Source document:
--------------------

Safety Rules

Safety Rules (internally policies) are how RondoFlow keeps Assistants (agents) inside the lines. A rule can block dangerous commands, require your approval before a tool runs, and cap timeouts, file sizes, and spend.

The guiding principle is simple: the most restrictive setting always wins. You can layer rules without fear that a permissive layer will quietly loosen a stricter one.

Not every run mode enforces every part of a Safety Rule. Command blocking and the human-approval gate fire only on interactive single-Assistant runs (the Chat / Run-an-Assistant path). Multi-agent runs and the AI helper passes run headless and skip per-command gating — the budget cap and the spawn timeouts are still enforced everywhere. See What enforces what before you rely on a rule.

The three layers

Safety Rules attach at one of three levels. The resolver loads all of them and merges them from least specific to most specific.

Level	Internal `level`	Scope	Typical use
Global	`global`	Every Assistant in the workspace	Org-wide guardrails (block `rm -rf /`, cap budgets)
Assistant	`agent`	A single Assistant	Tighten or extend rules for one risky Assistant
Conversation	`session`	One Conversation (session) run	Temporary tightening for a specific run

Load order is global → Assistant → Conversation. Because every merge step can only tighten a value, a more specific rule can never relax a broader one.

Conversation (session) level rules are supported by the resolver but are not wired into the interactive run path today. The Chat / Run-an-Assistant path resolves the effective policy before the Conversation (session) record exists, calling resolvePolicy(agentId) with no session id, and caches that result for the whole run. So in practice only global and Assistant rules take effect on real runs. A session-level rule you create through the API is stored and merged correctly by the resolver, but nothing currently passes the session id at run time. Treat the Conversation layer as reserved.

How resolution works (most restrictive wins)

When the resolver computes the effective rule for an Assistant, each field merges with its own strategy:

Field	Merge strategy	Meaning
`maxTimeout`	minimum	The smallest timeout across all layers
`maxFileSize`	minimum	The smallest file-size cap across all layers
`maxBudgetUsd`	minimum	The smallest budget across all layers
`blockedCommands`	union	Every blocked pattern from every layer (additive, never shrinks)
`requireApproval`	union, escalating	All approval patterns combined; if any layer sets `true`, everything needs approval
`permissionMode`	most restrictive	Stays the least-strict mode only when all layers agree

For permissionMode, restrictiveness is ranked (most to least): default > plan > acceptEdits > dontAsk. Any single layer asking for default forces default for the whole run.

--------------------

Record set:
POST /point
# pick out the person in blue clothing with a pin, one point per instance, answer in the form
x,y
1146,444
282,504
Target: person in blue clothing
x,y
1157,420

--------------------

Written instruction: Extract from the Safety Rules documentation the passage that begins at the words "How resolution works" and stops after "default for the whole run.". Copy it word for word.

Final result:
How resolution works (most restrictive wins)

When the resolver computes the effective rule for an Assistant, each field merges with its own strategy:

Field	Merge strategy	Meaning
`maxTimeout`	minimum	The smallest timeout across all layers
`maxFileSize`	minimum	The smallest file-size cap across all layers
`maxBudgetUsd`	minimum	The smallest budget across all layers
`blockedCommands`	union	Every blocked pattern from every layer (additive, never shrinks)
`requireApproval`	union, escalating	All approval patterns combined; if any layer sets `true`, everything needs approval
`permissionMode`	most restrictive	Stays the least-strict mode only when all layers agree

For permissionMode, restrictiveness is ranked (most to least): default > plan > acceptEdits > dontAsk. Any single layer asking for default forces default for the whole run.